§ **THE RECORDS**:
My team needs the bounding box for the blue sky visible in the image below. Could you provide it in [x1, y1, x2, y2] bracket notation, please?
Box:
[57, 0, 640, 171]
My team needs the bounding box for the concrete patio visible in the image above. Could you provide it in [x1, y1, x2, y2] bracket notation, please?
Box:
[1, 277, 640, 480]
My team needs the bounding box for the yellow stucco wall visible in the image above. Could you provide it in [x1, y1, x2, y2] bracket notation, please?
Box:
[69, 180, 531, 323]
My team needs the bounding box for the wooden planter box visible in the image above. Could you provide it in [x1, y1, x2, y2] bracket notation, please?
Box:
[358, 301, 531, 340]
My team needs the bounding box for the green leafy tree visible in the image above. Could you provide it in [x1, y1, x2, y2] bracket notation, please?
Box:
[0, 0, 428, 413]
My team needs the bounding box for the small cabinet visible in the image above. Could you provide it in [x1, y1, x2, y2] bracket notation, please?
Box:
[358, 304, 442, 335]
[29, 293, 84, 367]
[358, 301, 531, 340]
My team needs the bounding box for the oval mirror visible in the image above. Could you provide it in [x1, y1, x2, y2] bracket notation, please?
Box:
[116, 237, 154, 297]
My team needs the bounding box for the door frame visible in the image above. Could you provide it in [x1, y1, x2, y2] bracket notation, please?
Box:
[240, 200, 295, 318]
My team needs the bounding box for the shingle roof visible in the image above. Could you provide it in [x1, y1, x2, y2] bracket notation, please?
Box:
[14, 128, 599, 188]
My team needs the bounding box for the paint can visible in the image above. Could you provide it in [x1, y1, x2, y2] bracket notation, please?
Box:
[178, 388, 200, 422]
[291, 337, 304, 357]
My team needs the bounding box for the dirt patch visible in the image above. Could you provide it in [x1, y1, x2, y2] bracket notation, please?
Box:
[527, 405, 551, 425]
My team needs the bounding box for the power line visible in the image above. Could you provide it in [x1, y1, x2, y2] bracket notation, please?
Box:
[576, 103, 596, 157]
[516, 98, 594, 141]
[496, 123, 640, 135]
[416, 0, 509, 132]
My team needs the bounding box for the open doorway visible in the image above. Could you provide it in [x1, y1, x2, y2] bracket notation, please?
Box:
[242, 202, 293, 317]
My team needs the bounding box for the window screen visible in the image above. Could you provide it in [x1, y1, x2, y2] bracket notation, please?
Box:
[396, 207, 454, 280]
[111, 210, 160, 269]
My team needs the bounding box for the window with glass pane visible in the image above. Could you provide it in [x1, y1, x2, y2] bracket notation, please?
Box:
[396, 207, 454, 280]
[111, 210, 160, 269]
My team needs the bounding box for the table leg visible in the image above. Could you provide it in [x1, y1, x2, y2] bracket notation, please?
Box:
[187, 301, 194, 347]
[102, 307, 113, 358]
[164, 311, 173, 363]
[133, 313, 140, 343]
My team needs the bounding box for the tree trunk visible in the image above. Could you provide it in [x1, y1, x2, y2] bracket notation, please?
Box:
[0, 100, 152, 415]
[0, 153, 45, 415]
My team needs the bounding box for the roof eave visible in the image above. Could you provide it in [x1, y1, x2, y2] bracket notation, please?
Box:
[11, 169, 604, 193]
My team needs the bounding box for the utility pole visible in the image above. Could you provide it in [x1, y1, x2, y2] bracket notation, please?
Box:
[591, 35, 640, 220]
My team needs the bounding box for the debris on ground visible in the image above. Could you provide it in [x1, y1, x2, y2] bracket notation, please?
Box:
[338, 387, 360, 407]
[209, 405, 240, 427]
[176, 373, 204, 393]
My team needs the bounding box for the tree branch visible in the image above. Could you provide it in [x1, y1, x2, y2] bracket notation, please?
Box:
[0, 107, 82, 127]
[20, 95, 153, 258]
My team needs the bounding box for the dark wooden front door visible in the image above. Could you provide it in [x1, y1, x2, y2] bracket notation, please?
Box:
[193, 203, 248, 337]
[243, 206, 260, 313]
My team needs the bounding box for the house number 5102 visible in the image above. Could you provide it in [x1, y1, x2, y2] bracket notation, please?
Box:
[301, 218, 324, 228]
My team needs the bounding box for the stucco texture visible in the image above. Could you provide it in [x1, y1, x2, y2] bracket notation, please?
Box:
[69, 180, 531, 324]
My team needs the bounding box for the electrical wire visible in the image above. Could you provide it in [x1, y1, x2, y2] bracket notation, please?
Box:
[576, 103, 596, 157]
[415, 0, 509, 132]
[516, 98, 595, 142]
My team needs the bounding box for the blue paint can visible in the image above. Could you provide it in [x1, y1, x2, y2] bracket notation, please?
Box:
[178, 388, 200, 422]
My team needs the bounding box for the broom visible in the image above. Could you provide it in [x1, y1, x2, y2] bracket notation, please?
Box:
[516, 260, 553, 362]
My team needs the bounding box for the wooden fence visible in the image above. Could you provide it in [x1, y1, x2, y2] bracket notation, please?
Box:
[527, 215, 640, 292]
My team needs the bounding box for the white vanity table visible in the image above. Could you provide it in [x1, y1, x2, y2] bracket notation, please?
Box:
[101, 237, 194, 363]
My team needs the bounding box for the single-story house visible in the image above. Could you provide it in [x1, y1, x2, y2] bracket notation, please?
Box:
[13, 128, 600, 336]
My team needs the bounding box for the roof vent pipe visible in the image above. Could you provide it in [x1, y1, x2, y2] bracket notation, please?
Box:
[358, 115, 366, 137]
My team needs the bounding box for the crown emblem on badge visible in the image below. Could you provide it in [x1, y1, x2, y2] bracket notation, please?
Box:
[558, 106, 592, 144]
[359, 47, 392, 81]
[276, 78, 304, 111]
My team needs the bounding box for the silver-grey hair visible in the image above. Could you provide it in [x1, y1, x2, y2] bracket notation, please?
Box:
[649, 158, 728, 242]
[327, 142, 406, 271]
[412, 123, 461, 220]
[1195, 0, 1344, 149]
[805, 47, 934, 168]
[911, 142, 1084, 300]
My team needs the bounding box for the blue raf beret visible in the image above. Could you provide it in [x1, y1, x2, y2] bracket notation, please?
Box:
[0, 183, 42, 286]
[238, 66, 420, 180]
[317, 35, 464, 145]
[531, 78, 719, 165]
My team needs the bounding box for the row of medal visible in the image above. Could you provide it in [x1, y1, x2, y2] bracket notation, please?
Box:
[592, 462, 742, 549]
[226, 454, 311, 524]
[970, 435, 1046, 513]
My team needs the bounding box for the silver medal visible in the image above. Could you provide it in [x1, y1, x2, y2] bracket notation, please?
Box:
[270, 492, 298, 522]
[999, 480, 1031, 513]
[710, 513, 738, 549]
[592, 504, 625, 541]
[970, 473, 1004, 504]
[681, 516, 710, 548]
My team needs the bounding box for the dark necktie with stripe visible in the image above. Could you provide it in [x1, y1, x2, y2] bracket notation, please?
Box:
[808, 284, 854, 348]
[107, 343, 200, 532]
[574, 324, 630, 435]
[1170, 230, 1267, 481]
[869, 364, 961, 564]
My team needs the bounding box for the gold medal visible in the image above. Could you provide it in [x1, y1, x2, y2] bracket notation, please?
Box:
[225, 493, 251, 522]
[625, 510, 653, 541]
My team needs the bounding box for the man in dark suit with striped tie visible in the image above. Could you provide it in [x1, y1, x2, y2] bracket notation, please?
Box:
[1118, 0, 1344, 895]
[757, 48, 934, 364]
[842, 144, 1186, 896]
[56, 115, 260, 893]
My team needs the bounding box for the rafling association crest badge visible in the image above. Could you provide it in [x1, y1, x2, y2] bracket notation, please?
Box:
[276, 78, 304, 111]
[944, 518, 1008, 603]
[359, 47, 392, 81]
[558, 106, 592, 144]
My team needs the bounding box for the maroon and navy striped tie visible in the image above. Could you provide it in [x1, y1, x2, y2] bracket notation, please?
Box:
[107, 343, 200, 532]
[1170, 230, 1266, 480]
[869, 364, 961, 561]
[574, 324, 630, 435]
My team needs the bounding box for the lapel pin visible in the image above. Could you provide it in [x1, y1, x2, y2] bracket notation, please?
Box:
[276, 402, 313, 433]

§ **SHORT PROBLEM**:
Could you set out the lines of the records from the one containing "My team needs the bounding box for the open" through the one containing "[242, 202, 293, 317]" as a numbered list, with blank lines omitted and no other lines included?

§ **SOLUTION**:
1. My team needs the bounding box for the open doorway visible in the image above. Could you provide it in [x1, y1, x2, y2] bracket notation, please?
2. Box:
3. [242, 202, 293, 317]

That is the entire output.